→ **TASK REQUIREMENTS**
Extract the listing lines from the one containing "For every <instance>, produce" down to the one containing "box: [715, 353, 749, 391]", both included, and repeat them without any change.

→ **SUPPLIED MATERIAL**
Start of Block
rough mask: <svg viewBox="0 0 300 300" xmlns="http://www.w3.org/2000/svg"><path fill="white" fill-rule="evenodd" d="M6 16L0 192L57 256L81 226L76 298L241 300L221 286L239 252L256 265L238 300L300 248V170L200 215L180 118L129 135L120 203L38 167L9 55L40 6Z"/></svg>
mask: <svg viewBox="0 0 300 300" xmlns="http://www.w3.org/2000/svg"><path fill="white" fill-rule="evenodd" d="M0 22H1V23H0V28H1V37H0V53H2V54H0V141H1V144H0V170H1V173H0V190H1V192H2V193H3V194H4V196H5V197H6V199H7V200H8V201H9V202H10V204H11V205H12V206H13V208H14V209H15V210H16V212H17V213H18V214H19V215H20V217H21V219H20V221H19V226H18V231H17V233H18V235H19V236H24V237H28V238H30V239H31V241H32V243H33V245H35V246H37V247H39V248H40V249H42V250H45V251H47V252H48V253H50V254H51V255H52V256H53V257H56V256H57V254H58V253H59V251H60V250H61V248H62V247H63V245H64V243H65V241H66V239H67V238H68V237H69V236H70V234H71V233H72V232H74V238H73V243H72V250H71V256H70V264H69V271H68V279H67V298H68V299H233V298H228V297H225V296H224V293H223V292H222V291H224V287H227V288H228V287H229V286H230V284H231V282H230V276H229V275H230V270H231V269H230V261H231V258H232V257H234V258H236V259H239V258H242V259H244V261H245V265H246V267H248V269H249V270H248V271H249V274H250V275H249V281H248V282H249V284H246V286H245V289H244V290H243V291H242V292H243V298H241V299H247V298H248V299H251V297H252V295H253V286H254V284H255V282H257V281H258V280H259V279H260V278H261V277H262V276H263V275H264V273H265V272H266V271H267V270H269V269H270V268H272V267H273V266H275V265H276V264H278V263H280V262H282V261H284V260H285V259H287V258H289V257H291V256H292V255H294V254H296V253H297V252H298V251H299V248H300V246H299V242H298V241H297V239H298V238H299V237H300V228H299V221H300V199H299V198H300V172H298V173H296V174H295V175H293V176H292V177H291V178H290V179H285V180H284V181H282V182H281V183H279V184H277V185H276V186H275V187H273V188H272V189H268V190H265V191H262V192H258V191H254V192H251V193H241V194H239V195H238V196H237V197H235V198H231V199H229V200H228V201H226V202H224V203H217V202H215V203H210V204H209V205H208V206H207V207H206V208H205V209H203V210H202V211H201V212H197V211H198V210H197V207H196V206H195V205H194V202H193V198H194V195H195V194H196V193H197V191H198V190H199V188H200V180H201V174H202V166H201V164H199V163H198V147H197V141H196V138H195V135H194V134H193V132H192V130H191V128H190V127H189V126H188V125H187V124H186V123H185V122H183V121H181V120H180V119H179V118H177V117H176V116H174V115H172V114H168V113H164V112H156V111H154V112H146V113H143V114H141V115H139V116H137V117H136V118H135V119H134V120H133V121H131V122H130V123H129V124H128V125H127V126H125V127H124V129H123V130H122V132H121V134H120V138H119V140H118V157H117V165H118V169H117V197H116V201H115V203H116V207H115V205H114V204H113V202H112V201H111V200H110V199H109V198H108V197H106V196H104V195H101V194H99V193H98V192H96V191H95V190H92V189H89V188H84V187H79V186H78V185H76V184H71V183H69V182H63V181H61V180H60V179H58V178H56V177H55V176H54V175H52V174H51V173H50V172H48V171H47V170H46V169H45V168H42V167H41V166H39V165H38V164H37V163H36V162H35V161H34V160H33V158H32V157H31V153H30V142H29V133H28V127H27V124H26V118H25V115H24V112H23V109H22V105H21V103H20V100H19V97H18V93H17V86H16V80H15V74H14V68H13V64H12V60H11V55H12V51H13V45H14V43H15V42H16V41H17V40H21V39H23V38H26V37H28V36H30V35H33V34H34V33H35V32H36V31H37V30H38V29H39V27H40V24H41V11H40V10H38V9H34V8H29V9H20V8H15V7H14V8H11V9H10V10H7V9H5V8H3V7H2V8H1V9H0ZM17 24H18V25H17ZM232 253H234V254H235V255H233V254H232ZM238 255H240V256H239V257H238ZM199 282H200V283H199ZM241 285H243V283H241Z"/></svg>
End of Block
Start of Block
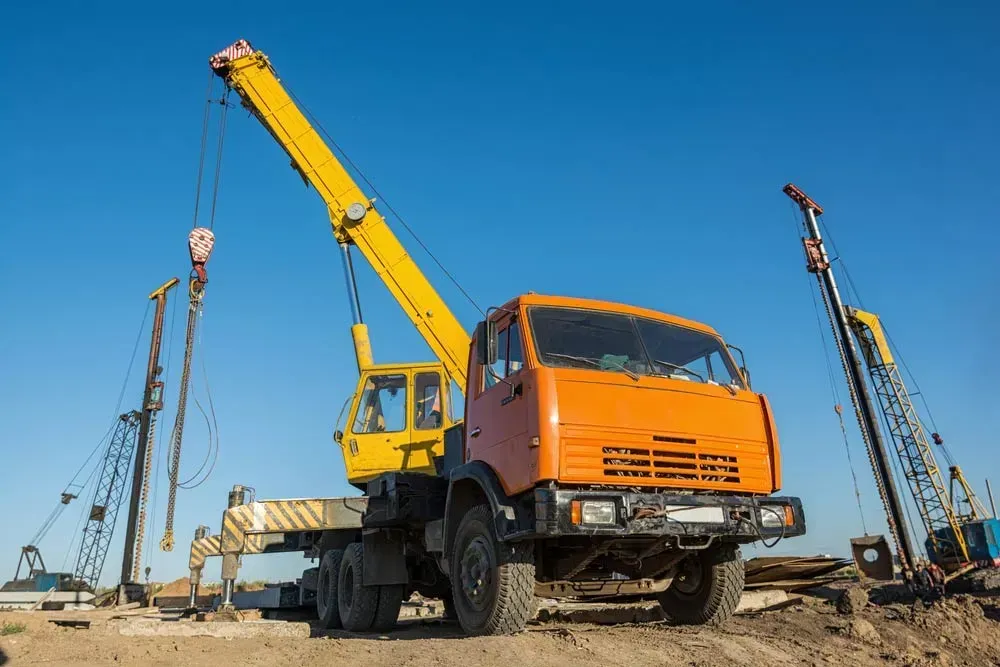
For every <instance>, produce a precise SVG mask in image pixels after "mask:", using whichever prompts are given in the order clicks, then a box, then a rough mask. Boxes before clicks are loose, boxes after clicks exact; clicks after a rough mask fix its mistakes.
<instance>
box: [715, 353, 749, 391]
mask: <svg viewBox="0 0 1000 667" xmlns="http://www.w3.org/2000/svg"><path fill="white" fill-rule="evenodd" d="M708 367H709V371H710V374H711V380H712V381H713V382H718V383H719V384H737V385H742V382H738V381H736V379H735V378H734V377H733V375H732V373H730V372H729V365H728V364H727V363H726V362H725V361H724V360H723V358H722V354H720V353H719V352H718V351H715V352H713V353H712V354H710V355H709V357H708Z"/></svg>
End of Block
→ **EXERCISE OUTPUT**
For every <instance>, produce a precise SVG mask in image pixels after "mask:", using whichever prompts are given in the order clicks, then a box, then a rough mask. Boxes before clicks are loose, boxes after clicks exact; clicks after a rough mask fix its mistakes.
<instance>
box: [715, 353, 749, 391]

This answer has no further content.